Return only that part of the material below which starts with the line containing "point(110, 350)" and goes on through the line containing "Target: stubble beard", restated exactly.

*** Block opens ***

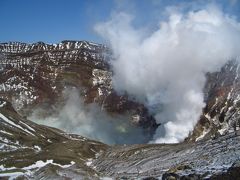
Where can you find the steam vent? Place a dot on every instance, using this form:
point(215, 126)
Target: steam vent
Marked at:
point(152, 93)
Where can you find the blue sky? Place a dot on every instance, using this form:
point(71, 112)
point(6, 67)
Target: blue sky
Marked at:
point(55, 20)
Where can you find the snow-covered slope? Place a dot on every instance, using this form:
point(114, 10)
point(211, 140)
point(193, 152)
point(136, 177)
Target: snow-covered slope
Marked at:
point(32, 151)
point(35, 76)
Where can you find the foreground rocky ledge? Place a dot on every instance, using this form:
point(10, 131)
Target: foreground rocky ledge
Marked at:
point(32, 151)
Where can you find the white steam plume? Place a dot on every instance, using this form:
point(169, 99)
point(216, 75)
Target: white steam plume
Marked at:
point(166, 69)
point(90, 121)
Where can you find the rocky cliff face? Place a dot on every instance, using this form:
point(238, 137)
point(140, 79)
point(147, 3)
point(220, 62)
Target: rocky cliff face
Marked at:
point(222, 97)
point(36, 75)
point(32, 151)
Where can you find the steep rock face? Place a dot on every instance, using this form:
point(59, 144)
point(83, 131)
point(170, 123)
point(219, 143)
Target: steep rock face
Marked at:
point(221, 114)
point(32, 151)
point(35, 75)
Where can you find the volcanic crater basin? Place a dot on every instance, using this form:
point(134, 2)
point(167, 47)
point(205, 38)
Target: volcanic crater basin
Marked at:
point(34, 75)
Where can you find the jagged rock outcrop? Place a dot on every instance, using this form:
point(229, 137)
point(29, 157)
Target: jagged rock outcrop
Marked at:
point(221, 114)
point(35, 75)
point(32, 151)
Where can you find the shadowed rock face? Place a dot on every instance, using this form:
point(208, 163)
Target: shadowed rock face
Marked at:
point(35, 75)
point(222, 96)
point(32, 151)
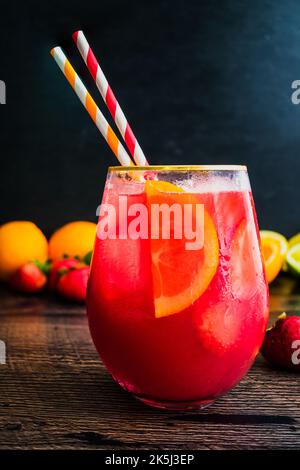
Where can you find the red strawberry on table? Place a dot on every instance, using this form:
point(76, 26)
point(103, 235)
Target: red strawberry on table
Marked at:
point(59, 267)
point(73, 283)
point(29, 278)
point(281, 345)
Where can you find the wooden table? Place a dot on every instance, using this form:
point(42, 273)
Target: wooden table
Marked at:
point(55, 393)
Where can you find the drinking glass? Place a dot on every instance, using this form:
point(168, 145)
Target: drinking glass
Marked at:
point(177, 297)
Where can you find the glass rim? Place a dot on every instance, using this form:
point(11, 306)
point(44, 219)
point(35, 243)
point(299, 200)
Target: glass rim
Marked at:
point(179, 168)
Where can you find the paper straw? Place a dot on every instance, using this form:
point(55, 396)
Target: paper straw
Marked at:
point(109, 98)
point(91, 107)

*** Block closes ***
*** Block opens ***

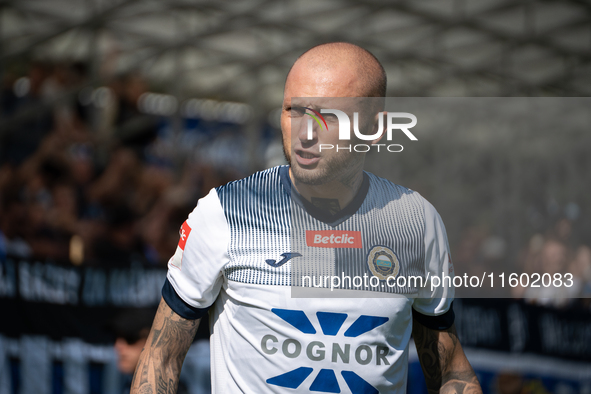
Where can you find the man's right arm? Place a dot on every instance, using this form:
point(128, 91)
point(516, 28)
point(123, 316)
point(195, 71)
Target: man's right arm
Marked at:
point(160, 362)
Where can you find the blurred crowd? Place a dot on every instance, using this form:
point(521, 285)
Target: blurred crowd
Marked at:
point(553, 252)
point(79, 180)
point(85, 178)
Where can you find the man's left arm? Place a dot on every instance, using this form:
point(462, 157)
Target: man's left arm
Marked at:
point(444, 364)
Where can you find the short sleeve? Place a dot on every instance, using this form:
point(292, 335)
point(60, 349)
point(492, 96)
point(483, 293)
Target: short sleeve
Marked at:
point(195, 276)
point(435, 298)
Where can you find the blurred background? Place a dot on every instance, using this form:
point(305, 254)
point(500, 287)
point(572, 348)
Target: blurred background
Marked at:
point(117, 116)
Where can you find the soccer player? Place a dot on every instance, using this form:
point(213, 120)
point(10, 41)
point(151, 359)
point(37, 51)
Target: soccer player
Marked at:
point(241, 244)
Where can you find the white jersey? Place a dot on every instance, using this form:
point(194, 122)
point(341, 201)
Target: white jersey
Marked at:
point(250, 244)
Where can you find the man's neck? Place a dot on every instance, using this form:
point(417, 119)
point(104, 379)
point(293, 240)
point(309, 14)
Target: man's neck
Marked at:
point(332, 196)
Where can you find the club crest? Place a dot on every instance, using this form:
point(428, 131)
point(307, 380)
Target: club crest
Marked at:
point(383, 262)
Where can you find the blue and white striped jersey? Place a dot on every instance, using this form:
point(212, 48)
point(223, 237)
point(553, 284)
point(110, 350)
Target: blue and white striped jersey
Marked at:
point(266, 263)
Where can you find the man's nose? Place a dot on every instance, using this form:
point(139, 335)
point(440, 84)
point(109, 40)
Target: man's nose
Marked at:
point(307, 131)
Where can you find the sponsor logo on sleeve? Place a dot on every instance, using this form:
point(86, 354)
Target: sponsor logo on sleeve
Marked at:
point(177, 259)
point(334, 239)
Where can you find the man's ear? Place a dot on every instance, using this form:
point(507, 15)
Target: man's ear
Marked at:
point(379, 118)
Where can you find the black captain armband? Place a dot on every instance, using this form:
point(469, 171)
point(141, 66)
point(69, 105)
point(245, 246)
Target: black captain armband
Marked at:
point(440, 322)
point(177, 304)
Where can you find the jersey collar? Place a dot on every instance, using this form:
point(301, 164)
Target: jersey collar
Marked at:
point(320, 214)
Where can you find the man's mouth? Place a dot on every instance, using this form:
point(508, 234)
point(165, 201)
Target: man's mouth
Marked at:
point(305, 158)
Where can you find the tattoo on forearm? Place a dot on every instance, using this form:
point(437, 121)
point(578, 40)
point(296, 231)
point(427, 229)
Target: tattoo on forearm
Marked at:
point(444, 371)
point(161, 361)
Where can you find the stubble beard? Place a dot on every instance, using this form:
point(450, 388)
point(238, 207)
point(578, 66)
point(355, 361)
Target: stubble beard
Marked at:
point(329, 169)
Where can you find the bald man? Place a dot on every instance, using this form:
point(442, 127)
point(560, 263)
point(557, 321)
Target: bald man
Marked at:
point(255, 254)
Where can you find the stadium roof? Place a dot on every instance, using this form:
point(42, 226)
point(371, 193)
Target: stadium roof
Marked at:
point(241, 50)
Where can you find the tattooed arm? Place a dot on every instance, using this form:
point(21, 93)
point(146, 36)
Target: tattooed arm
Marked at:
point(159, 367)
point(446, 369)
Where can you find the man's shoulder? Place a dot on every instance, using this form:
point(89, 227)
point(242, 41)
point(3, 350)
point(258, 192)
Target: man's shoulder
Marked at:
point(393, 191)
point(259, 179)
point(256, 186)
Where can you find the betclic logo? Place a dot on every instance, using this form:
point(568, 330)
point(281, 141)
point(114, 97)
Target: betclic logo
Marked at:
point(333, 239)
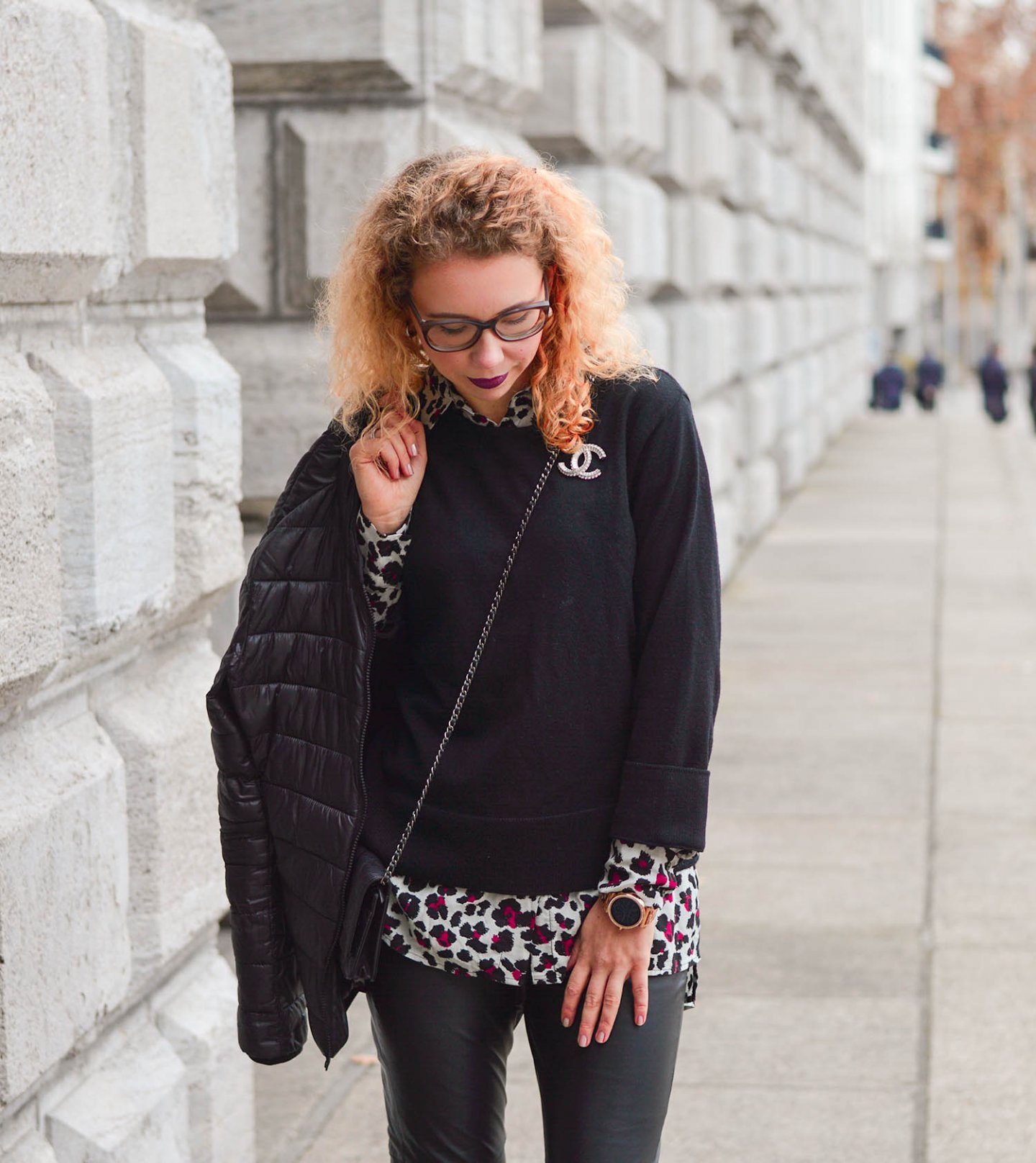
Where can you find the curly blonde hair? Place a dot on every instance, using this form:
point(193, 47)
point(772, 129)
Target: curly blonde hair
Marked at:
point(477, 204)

*** Block closes ***

● Answer to this task
point(110, 350)
Target: blue and white striped jersey
Marked at:
point(266, 263)
Where can you find the man's nose? Place a dot on every instance, using this form:
point(139, 335)
point(440, 84)
point(109, 40)
Target: man's nose
Marked at:
point(307, 131)
Where can you find the sponsor logo on sleeve? Place a dot on every instance, using this form:
point(86, 354)
Target: sponsor logo on sleeve
Marked at:
point(177, 259)
point(334, 239)
Where can you find the man's ear? Place a dot on every instance, using this form:
point(507, 15)
Target: man's ear
Marked at:
point(379, 118)
Where can you find the black captain armband? Place a dot on every instance, using this form:
point(469, 171)
point(141, 66)
point(69, 105)
point(245, 246)
Target: black captain armband
Marked at:
point(440, 322)
point(177, 304)
Where can you find the jersey collar? Place a dot on every instance, using this form:
point(301, 164)
Target: jersey collar
Marked at:
point(320, 214)
Where can you find the man's mouth? Place a dot on every instance, using this form:
point(508, 234)
point(165, 201)
Target: man's mouth
Marked at:
point(305, 158)
Where can you find the tattoo on forearm? Place a dot on every instance, using this form:
point(437, 121)
point(578, 40)
point(296, 231)
point(427, 229)
Target: tattoo on forearm
Marked at:
point(444, 371)
point(161, 361)
Where can you find the stubble beard? Place a dot on every instance, using this form:
point(450, 388)
point(238, 207)
point(578, 66)
point(355, 361)
Target: stubble beard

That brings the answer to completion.